(Written instruction): Set down every line below word for word, with the same punctuation, brackets, and line breaks.

(Data lines):

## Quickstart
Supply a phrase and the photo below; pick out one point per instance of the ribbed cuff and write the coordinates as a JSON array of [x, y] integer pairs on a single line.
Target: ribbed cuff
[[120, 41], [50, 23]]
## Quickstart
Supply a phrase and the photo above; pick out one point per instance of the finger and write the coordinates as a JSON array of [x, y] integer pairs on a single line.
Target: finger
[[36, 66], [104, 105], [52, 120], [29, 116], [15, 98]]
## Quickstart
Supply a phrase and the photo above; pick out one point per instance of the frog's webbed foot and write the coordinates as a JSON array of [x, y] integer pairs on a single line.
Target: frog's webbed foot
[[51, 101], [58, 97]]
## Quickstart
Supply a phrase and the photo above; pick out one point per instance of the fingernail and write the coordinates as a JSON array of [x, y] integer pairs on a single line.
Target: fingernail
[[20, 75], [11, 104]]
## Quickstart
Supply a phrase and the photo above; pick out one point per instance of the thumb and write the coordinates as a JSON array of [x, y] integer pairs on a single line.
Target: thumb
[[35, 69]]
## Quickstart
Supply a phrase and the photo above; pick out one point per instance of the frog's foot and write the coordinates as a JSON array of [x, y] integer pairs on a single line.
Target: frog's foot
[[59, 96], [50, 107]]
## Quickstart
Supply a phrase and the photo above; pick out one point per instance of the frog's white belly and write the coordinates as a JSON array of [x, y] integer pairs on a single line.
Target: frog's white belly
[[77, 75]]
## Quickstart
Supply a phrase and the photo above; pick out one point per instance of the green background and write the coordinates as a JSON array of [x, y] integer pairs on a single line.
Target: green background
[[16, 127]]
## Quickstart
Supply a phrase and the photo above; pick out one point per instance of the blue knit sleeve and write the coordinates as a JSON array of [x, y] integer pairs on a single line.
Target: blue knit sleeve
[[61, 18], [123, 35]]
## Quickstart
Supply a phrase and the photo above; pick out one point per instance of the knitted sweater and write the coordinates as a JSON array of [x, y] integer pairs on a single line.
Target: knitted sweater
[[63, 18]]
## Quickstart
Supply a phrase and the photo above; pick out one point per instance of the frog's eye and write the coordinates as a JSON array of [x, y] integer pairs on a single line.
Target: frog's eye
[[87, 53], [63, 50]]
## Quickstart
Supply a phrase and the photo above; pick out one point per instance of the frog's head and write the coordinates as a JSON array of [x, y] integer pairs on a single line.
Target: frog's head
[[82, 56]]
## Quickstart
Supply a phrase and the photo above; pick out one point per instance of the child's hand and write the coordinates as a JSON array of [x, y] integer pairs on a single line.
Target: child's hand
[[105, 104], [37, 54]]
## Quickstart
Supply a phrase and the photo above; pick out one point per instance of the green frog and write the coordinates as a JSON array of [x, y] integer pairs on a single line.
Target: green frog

(Solution):
## Quickstart
Supply a phrase and the photo below; pick out one point per instance of the ribbed cuff and write the coordinates as a JSON array of [x, y] integer pairs on a single line.
Target: ribbed cuff
[[120, 41], [50, 23]]
## Quickstart
Supply a phrase and the photo above; pick out one point per instance of the finger and write the coordinates as a JSON array of [x, y] integer pairs on a single line.
Target: finger
[[36, 66], [104, 105], [52, 120], [29, 116], [15, 98]]
## Quickstart
Supply a phrase and the photo above; pick out one point per instance of the frog's webbed foot and write the coordinates as a JSON array of [x, y] integer pairs on a single line.
Target: frog's webbed foot
[[51, 101], [58, 97]]
## Quickstart
Supply a phrase and the photo above; pick out one point per instance of the fingernail and write the coordinates as a JSON array of [x, y] integer pairs on a single line.
Target: fingernail
[[20, 75], [11, 104]]
## Quickstart
Supply a phrase and the photo above; pick out one point per instance of the thumb and write the coordinates as a JSON array of [x, y] integer pairs on a single line.
Target: thumb
[[35, 69]]
## Quickstart
Supply a phrase and the photo above; pick out one point per instance of the frog's foot and write the coordinates as a JSON array of [x, y] integer pairs on a single line.
Target: frog's foot
[[59, 96], [50, 107]]
## Quickstart
Supply a phrase and the photo above; pick out one point per instance of the frog's white belly and write the coordinates as a JSON array of [x, y] integer pairs on a single line.
Target: frog's white belly
[[77, 75]]
## Quickstart
Supply a phrase and the photo above; pick out one point per instance of the green background and write the coordinates as a JSON array of [x, y] integer pairs on a single line.
Target: green background
[[16, 127]]
## Quickstart
Supply a phrase and the photo above; pick out one point per instance of the blue knit sleeve and write the coordinates as a JSON array of [x, y] integer pairs on a single line.
Target: blue knit sleeve
[[61, 18], [123, 35]]
## Quickstart
Supply a phrase and the photo above; pick out one point per instance of the knitted sweater and write the coordinates as a JSON array of [x, y] integer pairs on a single line.
Target: knitted sweater
[[63, 18]]
## Quickstart
Supply a phrase and the photo above; pick out one point per instance of the frog's eye and write the coordinates as a JSON array of [x, y] integer pairs on a single line.
Target: frog's eye
[[87, 53], [63, 50]]
## Quickstart
Supply a phrase and the photo above; pick out one point per instance of the frog's head and write the coordinates as a JSON array of [x, y] integer pairs on a single line.
Target: frog's head
[[82, 56]]
## Quickstart
Supply a phrase and the photo above; pick out one point per instance of the child's hand and write the coordinates as a JSON array of [x, y] integer pairs on a single line.
Target: child's hand
[[105, 104], [37, 54]]
## Quickstart
Supply a phrase and the photo above; pick out one point per instance of the green frog and write the coordinates as a JSON array of [x, y] integer pairs on a single line.
Target: green frog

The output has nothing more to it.